[wg-parallel] About Lwt and Async

Mon Apr 29 15:57:48 BST 2013

On 29 Apr 2013, at 11:54, Jeremie Dimino <jdimino at janestreet.com> wrote:

> On Mon, Apr 29, 2013 at 11:48 AM, Anil Madhavapeddy <anil at recoil.org> wrote:
>> If I understand this right, Lwt exposes `wakeup` and `wakeup_later`,
>> and the latter defers the wakeup until the scheduler is entered again.
>> Therefore, `wakeup_later` is most similar to Async's model.
> 
> Almost.  The idea is that Lwt.wakeup_later pushes pending jobs to a
> global queue and they are run at the end of the topmost
> Lwt.wakeup/Lwt.wakeup_later, to avoid a stack overflow in some cases.
> 
>> I'm not sure if there are other ways in Lwt to interrupt a running
>> thread, aside from Lwt_preemptive.  Is it sufficient to alias Lwt.wakeup
>> to Lwt.wakeup_later?

> **Dataset content**
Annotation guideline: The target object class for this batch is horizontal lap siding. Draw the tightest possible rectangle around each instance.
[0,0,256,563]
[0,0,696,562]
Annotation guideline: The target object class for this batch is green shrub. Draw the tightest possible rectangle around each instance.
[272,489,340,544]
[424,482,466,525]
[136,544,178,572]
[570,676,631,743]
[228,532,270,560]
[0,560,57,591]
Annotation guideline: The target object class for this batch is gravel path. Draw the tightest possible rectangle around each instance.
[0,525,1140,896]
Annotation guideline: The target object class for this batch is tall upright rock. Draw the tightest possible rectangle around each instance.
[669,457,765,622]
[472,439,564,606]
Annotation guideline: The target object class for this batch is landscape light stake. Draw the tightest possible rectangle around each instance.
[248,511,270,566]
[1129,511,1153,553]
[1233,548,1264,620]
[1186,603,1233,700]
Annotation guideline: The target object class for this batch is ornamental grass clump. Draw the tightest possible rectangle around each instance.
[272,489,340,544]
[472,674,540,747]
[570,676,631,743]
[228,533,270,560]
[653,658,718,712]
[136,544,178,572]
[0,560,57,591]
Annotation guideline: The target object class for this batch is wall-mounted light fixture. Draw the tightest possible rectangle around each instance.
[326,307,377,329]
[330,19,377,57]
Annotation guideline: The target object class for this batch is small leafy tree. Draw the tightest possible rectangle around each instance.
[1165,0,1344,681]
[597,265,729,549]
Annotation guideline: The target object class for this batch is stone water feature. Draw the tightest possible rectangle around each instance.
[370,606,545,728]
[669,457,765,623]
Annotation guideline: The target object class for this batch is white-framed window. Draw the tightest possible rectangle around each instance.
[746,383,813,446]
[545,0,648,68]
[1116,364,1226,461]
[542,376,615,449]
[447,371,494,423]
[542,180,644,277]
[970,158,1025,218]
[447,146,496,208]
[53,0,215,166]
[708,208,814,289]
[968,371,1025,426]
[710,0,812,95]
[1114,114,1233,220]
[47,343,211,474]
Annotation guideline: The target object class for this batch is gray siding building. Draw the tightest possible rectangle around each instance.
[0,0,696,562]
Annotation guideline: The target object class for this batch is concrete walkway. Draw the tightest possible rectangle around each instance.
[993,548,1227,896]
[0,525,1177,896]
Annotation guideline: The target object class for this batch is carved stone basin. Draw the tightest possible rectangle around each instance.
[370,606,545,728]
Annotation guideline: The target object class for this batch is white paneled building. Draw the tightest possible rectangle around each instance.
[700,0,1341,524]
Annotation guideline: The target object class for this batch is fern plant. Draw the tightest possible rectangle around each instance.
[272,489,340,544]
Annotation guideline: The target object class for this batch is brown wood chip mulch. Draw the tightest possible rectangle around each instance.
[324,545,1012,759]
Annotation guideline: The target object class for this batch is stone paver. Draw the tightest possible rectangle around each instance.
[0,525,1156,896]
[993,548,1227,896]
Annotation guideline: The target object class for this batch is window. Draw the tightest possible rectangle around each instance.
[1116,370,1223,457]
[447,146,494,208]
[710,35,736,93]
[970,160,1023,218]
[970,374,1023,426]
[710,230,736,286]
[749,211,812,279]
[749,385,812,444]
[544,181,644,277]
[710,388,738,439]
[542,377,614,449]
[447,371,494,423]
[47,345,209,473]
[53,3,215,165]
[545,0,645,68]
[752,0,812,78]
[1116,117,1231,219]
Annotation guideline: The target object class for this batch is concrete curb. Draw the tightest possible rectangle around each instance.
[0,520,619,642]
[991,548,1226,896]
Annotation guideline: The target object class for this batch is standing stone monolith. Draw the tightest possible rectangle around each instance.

> **Written request 1**
According to the Lwt and Async thread, where does Lwt.wakeup_later push pending jobs?
> **Written request 2**
List every date-and-time stamp that appears in the Lwt and Async thread.
> **Written request 3**
Write out the Lwt and Async thread from "[wg-parallel] About Lwt" up to and including "to Async's model.", putting "Eio" in place of "Async".
You won't need the material for any of this.

> **Result 1**
To a global queue.

> **Result 2**
- Mon Apr 29 15:57:48 BST 2013
- 29 Apr 2013, at 11:54
- Mon, Apr 29, 2013 at 11:48 AM

> **Result 3**
[wg-parallel] About Lwt and Eio

Mon Apr 29 15:57:48 BST 2013

On 29 Apr 2013, at 11:54, Jeremie Dimino <jdimino at janestreet.com> wrote:

> On Mon, Apr 29, 2013 at 11:48 AM, Anil Madhavapeddy <anil at recoil.org> wrote:
>> If I understand this right, Lwt exposes `wakeup` and `wakeup_later`,
>> and the latter defers the wakeup until the scheduler is entered again.
>> Therefore, `wakeup_later` is most similar to Eio's model.